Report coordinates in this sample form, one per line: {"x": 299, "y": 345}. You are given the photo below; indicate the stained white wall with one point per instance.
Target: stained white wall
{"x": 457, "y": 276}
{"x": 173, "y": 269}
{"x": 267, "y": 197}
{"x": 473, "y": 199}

______

● **Short exercise**: Rewrite the records above as a numbered list, one line per item, leaving out blank lines.

● **Solution to the exercise**:
1. Report coordinates in this sample form, one per line: {"x": 299, "y": 345}. You are given the photo below; indicate the stained white wall with one point per instance.
2. Target: stained white wall
3. {"x": 457, "y": 276}
4. {"x": 173, "y": 269}
5. {"x": 267, "y": 197}
6. {"x": 473, "y": 199}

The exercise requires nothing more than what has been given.